== EXERCISE DESCRIPTION ==
From the items below, keep only the lines that contain the word "wood". Treat uppercase and lowercase letters as different.

Records from a dataset:

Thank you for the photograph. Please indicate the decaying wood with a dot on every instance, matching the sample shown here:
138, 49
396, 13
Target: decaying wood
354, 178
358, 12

== WRITTEN REPLY ==
Thank you for the photograph. Please indicate the decaying wood with a dot on every instance, matching the sample shown here:
Target: decaying wood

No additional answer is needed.